[ROWS start]

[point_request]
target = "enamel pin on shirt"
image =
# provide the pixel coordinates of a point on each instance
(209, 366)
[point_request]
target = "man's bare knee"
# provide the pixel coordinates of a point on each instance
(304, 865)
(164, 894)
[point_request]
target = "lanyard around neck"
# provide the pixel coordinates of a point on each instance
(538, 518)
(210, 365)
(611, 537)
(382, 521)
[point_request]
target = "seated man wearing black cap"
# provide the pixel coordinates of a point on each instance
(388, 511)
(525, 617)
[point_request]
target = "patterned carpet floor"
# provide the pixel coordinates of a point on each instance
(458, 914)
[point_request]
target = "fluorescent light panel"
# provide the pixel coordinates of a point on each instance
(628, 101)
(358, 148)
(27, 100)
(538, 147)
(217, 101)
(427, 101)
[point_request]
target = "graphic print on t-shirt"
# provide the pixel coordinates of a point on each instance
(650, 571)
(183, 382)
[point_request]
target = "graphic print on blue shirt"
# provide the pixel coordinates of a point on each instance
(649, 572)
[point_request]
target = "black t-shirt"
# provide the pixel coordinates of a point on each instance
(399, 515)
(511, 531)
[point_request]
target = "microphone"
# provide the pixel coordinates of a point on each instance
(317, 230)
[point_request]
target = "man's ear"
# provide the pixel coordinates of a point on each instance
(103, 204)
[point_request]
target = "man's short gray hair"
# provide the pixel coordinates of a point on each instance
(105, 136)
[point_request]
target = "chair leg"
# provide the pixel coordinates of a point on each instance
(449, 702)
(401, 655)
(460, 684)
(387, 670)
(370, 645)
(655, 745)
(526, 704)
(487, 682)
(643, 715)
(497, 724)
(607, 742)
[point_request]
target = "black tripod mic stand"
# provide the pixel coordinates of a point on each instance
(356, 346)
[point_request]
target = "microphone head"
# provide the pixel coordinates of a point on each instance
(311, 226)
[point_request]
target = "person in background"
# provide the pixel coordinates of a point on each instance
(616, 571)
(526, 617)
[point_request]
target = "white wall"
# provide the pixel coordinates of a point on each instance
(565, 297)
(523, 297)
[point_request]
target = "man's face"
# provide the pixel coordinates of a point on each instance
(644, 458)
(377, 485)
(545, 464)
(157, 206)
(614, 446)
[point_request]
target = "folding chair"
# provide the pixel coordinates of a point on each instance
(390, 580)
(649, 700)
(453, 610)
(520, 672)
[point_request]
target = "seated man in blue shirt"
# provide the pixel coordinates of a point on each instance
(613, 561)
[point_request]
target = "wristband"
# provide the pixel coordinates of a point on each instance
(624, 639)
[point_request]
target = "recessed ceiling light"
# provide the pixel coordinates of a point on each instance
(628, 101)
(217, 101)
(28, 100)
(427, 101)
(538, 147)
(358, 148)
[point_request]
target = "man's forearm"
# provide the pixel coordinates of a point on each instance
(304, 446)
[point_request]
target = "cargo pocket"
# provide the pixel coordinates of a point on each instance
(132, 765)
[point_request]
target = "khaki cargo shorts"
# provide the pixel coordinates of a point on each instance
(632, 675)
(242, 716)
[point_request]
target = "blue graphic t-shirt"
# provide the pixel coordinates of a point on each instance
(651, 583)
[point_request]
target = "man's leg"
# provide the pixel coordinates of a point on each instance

[ROWS end]

Reproduce the data, keeping every line exactly the same.

[point_request]
target = "enamel pin on shirt"
image =
# provide the pixel coordinates of a point on each instance
(209, 366)
[point_request]
target = "man's bare knee"
# provide the pixel coordinates of a point on each instance
(304, 865)
(164, 894)
[point_request]
target = "lanyard around neck"
# provide the pixel coordinates of a point on each instance
(538, 518)
(210, 365)
(611, 537)
(382, 521)
[point_request]
target = "seated man wearing black cap"
# provide the pixel coordinates of a point on each instance
(388, 511)
(525, 617)
[point_request]
target = "patterned carpet floor"
# provide the pixel coordinates of a point on each instance
(458, 914)
[point_request]
target = "fluorescent light panel"
# provide the pixel coordinates of a point on each instance
(628, 101)
(358, 148)
(27, 100)
(538, 147)
(217, 101)
(427, 101)
[point_request]
target = "graphic print on t-shirt"
# provide the pixel coordinates of a point on each instance
(650, 571)
(183, 382)
[point_request]
target = "graphic print on blue shirt"
# provide the pixel coordinates of a point on each instance
(649, 572)
[point_request]
target = "black t-shirt"
# provide the pixel coordinates of a point on each instance
(399, 515)
(511, 531)
[point_request]
target = "microphone"
# provide the pixel coordinates of a point on each instance
(317, 230)
[point_request]
target = "man's ear"
# provide the pixel coordinates of a point on each instance
(103, 204)
[point_request]
target = "man's short gray hair"
# provide the pixel coordinates of a point on each instance
(105, 136)
[point_request]
target = "chair leg"
# provide the pixel coordinates of a point on each instance
(449, 702)
(401, 655)
(460, 684)
(387, 670)
(370, 645)
(655, 745)
(526, 704)
(487, 682)
(643, 715)
(497, 724)
(607, 742)
[point_request]
target = "black tripod mic stand"
# provide the pixel coordinates of a point on each instance
(356, 346)
[point_request]
target = "microphone head"
# provide the pixel coordinates of a point on each instance
(311, 226)
[point_request]
target = "person in background"
# provide the pixel coordinates of a point on each instance
(616, 571)
(526, 617)
[point_request]
target = "white wall"
# provide the pixel coordinates of a point on each instance
(565, 297)
(523, 297)
[point_request]
target = "man's face"
# provide the pixel coordinates of a point on each instance
(644, 458)
(377, 485)
(545, 464)
(157, 206)
(614, 446)
[point_request]
target = "folding chair"
# provide the pixel coordinates of a point on each instance
(390, 580)
(649, 700)
(453, 610)
(520, 672)
[point_request]
target = "seated man in blue shirt"
# provide the pixel coordinates of a point on each instance
(613, 561)
[point_request]
target = "wristband"
# provide the pixel coordinates of a point on each instance
(624, 639)
[point_request]
target = "recessed ceiling light"
# provide the pixel coordinates of a point on each instance
(628, 101)
(217, 101)
(28, 100)
(427, 101)
(538, 147)
(358, 148)
[point_request]
target = "man's forearm"
# provide the pixel coordinates of a point on each instance
(304, 446)
[point_request]
target = "cargo pocket"
# provide the pixel coordinates of a point on each instance
(132, 765)
[point_request]
target = "khaki cargo shorts"
# provide the pixel coordinates of a point on each instance
(632, 675)
(242, 716)
[point_request]
target = "blue graphic t-shirt"
# provide the pixel coordinates of a point on each instance
(651, 583)
[point_request]
target = "man's leg"
# provide the pixel coordinates of a point on each instance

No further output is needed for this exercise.